[Point localization data]
□ □ □
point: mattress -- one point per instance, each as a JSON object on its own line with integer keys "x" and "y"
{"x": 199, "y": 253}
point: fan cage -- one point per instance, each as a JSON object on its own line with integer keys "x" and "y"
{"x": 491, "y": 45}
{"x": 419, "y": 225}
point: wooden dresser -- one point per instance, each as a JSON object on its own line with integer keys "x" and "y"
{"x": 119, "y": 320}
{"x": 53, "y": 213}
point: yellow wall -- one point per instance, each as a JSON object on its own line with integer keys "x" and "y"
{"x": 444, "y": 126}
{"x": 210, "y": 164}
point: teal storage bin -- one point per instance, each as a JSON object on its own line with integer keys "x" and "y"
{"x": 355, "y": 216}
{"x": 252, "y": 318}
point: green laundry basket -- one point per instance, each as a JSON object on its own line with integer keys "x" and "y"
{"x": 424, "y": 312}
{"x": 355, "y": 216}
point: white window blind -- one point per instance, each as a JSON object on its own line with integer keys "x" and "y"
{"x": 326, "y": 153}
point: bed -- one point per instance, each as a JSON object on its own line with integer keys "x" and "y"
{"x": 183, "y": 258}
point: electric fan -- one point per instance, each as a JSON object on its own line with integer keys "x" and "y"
□ □ □
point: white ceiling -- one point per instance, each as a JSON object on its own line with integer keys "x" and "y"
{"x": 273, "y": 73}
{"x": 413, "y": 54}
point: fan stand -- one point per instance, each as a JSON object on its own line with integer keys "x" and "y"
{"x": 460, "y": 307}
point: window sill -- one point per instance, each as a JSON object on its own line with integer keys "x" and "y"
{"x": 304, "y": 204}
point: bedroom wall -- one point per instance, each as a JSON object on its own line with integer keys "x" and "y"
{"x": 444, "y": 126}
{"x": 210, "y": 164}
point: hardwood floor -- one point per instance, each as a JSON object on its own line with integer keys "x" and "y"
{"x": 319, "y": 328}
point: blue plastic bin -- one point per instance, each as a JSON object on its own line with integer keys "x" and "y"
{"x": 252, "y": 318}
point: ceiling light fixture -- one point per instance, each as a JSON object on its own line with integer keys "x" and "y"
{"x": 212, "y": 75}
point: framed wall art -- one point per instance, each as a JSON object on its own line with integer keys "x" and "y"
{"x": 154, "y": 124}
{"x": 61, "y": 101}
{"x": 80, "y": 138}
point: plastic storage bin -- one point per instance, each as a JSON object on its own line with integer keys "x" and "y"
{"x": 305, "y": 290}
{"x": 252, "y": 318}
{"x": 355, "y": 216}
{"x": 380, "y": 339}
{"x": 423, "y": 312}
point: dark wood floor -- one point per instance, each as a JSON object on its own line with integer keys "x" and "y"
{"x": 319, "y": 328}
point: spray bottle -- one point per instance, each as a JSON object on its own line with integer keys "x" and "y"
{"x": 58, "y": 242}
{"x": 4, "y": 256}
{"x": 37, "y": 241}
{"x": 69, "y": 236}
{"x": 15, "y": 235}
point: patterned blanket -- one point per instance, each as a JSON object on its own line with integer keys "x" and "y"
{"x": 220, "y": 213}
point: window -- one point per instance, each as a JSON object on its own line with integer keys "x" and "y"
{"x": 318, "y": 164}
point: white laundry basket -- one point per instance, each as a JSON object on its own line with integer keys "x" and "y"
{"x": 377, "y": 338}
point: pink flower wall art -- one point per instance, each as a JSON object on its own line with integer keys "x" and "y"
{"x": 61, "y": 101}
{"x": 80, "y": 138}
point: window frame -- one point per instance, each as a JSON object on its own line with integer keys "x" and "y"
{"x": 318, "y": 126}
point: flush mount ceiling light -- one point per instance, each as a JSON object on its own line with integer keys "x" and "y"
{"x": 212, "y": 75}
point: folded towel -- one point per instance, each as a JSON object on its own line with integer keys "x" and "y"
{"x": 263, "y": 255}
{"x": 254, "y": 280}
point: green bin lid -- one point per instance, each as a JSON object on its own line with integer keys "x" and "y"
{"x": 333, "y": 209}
□ □ □
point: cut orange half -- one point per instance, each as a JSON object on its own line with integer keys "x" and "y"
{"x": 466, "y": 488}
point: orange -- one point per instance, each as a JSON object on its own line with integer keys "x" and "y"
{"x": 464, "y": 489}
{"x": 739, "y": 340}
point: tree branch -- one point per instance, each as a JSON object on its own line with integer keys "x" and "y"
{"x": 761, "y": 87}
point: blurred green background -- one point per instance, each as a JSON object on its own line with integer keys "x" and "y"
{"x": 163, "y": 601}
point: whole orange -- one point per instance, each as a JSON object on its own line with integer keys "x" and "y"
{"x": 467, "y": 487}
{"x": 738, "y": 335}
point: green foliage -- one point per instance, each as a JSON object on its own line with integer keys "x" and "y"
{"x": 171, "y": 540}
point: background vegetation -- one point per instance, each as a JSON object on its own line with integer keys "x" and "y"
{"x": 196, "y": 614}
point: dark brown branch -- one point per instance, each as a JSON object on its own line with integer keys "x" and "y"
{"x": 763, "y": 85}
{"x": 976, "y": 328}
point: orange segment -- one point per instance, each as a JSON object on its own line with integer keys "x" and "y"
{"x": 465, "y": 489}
□ □ □
*HOW TO COMPLETE THIS TASK*:
Using the entries above, output exactly the lines between the line holding "point: teal storage" and the line holding "point: electric fan", end lines included, and nothing more.

*WRITTEN RESPONSE*:
point: teal storage bin -- one point per instance, each as a JSON object on its own line with integer keys "x" and "y"
{"x": 355, "y": 216}
{"x": 252, "y": 318}
point: green laundry basket -- one point per instance, each as a JSON object on its own line with integer keys "x" and "y"
{"x": 424, "y": 312}
{"x": 355, "y": 216}
point: white window blind -- one point per instance, each as a JSON object on its own line with integer keys "x" and "y"
{"x": 326, "y": 153}
point: bed -- one point per instance, each as a JSON object on its own line with integer keys "x" and "y"
{"x": 183, "y": 258}
point: electric fan -- one point per instance, each as a JSON object on its own line with integer keys "x" and "y"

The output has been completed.